## To do
Exactly reproduce the entries, dropping any pictures from your copy.

Stored data entries:
***

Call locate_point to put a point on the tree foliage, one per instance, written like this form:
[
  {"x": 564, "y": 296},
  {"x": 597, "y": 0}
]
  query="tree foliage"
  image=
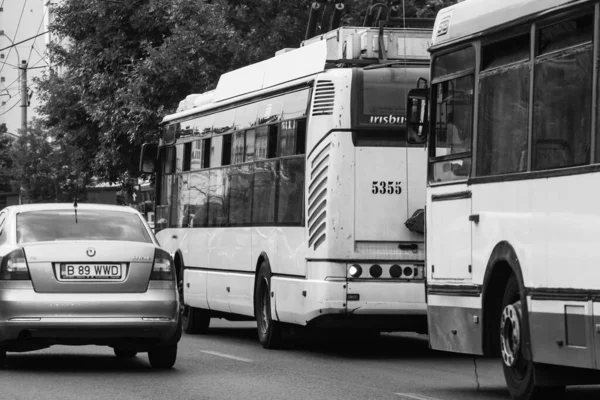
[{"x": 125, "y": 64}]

***

## Task output
Call locate_point to put a point on the tree foliage, one per instance, written like this form:
[
  {"x": 564, "y": 296},
  {"x": 597, "y": 0}
]
  query="tree foliage"
  image=
[{"x": 125, "y": 64}]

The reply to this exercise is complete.